----- DOCUMENTO

As abordagens que compõem o que ficou conhecido como sociologia clássica se

caracterizam pelo compromisso de seus autores em analisar as transformações que

engendram uma nova forma social. Suas obras encerram, portanto, uma teoria da

modernidade, que tem como objetivo explorar os movimentos desse “Novo Tempo”, o

que se expressa na busca pela fabricação ou ressignificação de conceitos para

compreender ou explicar essa forma social que se originou em alguns países da Europa.

Alguns dos principais conceitos são: capitalismo, democracia, divisão do trabalho,

racionalização, desencantamento, burocracia, etc.

Esta monografia tem como objetivo apreender a teoria da modernidade presente

na sociologia clássica. Nesse intuito, analiso criticamente apenas dois autores –

Durkheim e Simmel –, focando a questão do individualismo, ou seja, tanto os processos

que possibilitaram o maior desenvolvimento das personalidades individuais, bem como

as condições de existência dos indivíduos no âmbito do moderno.

----------
----- DADOS FORNECIDOS

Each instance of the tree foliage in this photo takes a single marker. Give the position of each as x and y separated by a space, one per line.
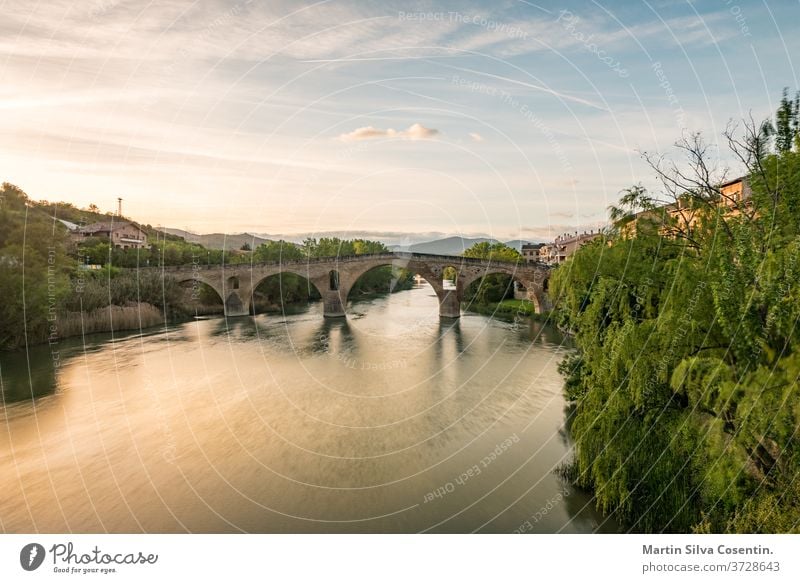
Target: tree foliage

----------

**EXERCÍCIO 1**:
Responda com base no texto sobre a sociologia clássica:
(a) Quais são os dois autores analisados na monografia?
(b) Em que lugar se originou a forma social que os conceitos procuram compreender ou explicar?
(c) Que questão orienta a análise desses autores?
**EXERCÍCIO 2**: Transcreva, do texto sobre a sociologia clássica, o trecho que começa em "Esta monografia tem" e termina em "âmbito do moderno.".
**EXERCÍCIO 3**: Prossiga o texto sobre a sociologia clássica a partir da última frase apresentada.

**RESPOSTA ESCRITA 1**:
(a) Durkheim e Simmel.
(b) Em alguns países da Europa.
(c) A questão do individualismo.

**RESPOSTA ESCRITA 2**:
Esta monografia tem como objetivo apreender a teoria da modernidade presente

na sociologia clássica. Nesse intuito, analiso criticamente apenas dois autores –

Durkheim e Simmel –, focando a questão do individualismo, ou seja, tanto os processos

que possibilitaram o maior desenvolvimento das personalidades individuais, bem como

as condições de existência dos indivíduos no âmbito do moderno.

**RESPOSTA ESCRITA 3**:
Apesar de o “cânone” da sociologia clássica englobar autores que escreveram

entre meados do século XIX e as duas primeiras décadas do século XX – isto é, de

Tocqueville e Marx a Durkheim, Simmel e Weber, para citar apenas alguns dos

principais – é interessante frisar que somente alguns desses intelectuais se esforçaram

para constituir a sociologia como ciência autônoma e institucionalizá-la

academicamente. Os casos de Marx e Tocqueville são emblemáticos desse estado de

coisas, pois, ainda que ambos tenham se voltado ao estudo das “sociedades modernas”,

não havia a preocupação de se qualificar como “sociólogos”, ou mesmo uma tentativa

de institucionalizar a disciplina no âmbito acadêmico – o que não desqualifica o teor

sociológico de suas obras.

Durkheim e Simmel foram autores que escreveram na passagem do século XIX

para o século XX e apresentaram propostas para institucionalizar a sociologia

academicamente. Além de serem contemporâneos, houve contato mútuo entre eles.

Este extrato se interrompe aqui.